## TASK DIRECTIONS:
Skip the images and copy each record exactly as written.

== DATA FOR PROCESSING ==

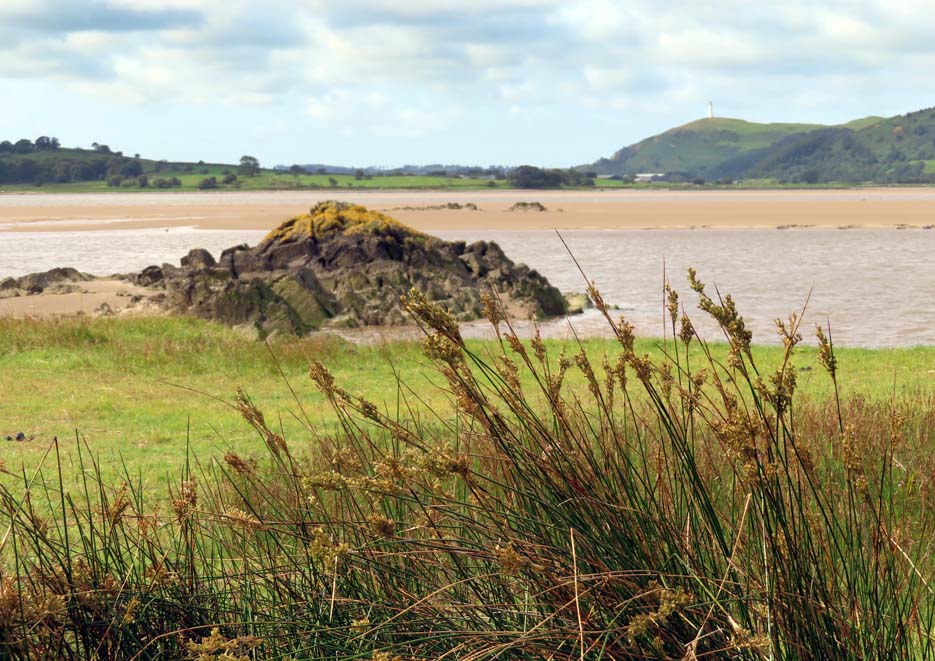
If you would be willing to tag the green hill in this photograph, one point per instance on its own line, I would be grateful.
(697, 147)
(897, 149)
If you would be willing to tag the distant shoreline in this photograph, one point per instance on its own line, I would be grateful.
(895, 208)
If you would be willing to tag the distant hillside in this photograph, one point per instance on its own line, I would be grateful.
(897, 149)
(697, 147)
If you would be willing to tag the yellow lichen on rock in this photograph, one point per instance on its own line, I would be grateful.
(331, 218)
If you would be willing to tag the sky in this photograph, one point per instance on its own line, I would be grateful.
(390, 82)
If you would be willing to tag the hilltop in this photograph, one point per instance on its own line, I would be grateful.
(897, 149)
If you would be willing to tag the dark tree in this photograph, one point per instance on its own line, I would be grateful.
(23, 146)
(131, 168)
(249, 166)
(528, 176)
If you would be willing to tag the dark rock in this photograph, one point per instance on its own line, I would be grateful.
(35, 283)
(345, 266)
(198, 258)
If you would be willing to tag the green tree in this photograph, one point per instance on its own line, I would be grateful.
(23, 146)
(249, 166)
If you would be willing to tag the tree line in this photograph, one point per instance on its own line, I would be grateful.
(529, 176)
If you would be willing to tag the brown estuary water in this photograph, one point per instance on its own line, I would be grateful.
(876, 286)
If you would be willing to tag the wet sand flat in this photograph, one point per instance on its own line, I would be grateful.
(630, 209)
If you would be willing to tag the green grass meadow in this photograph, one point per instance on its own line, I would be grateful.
(139, 391)
(214, 497)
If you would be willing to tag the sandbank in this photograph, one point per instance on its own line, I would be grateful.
(592, 210)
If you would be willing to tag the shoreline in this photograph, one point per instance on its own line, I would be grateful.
(566, 210)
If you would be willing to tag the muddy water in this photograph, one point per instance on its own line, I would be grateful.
(877, 287)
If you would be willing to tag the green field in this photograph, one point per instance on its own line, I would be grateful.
(139, 390)
(523, 501)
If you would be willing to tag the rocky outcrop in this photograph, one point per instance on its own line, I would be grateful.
(342, 265)
(57, 281)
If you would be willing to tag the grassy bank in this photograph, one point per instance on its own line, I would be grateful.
(697, 502)
(142, 389)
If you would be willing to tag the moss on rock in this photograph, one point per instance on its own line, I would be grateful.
(330, 219)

===

## WRITTEN SOLUTION:
If you would be willing to tag the green hill in this photograph, one point per instance on its own line, I would be grateful.
(697, 147)
(897, 149)
If you would be willing to tag the distant shoreline in this photograph, one point per instance on its own line, I would be grateful.
(895, 208)
If you would be willing to tag the distant hillside in this photograph, one point per instance on its own line, I would be grateful.
(897, 149)
(697, 147)
If you would be willing to tag the yellow lichen on rock in this photograph, one point per instance on its own line, I would be grateful.
(331, 218)
If you would be willing to tag the sky in this photograph, one point per instance on its own line, I would be grateful.
(390, 82)
If you would be willing to tag the hilltop in this photograph, one point per instance on its own line, I would be grateful.
(897, 149)
If you would be willing to tag the dark tree in this photograph, one point per instance on its own line, I would be grateful.
(23, 146)
(131, 168)
(249, 166)
(528, 176)
If you would be willing to tag the dark rock in this photograph, one point per instance on its own line, I would be grateful.
(35, 283)
(345, 266)
(198, 258)
If you would be willing to tag the green tree in this photograph, one point per instance on its own line, I would be grateful.
(23, 146)
(249, 166)
If you would be willing to tag the tree line in this photograph, one point per instance on its own line, I would be grateful.
(529, 176)
If you would be willing to tag the brown estuary water in this photograph, one point per instance on its own line, I would be grateful.
(876, 286)
If you would be willing to tag the wet sand flat in this photograph, one point per instance on its own line, I would be grateful.
(630, 209)
If you would be willing to tag the green grass meadow in this photograph, one point per instance on its own line, I would be grateful.
(139, 391)
(214, 497)
If you would be willing to tag the sandbank in this photograph, one point per instance on its own line, I would be grateful.
(592, 210)
If you would be willing to tag the shoreline in this photograph, one point per instance on its own line, I would be grateful.
(566, 210)
If you would be willing to tag the muddy water in this photograph, one point per instance on its own line, I would be grateful.
(877, 287)
If you would be willing to tag the green field in this photograph, one point per instance on its own line, I would be grateful.
(139, 390)
(523, 501)
If you would be willing to tag the rocky outcrop in this photograph, one point per instance on its own line, I would be grateful.
(342, 265)
(57, 281)
If you would be willing to tag the grassy bank in this photograph, one point per instance on its own line, I would be grateful.
(697, 502)
(142, 389)
If you would be willing to tag the moss on rock in this photograph, one point per instance on its own line, I would be grateful.
(330, 219)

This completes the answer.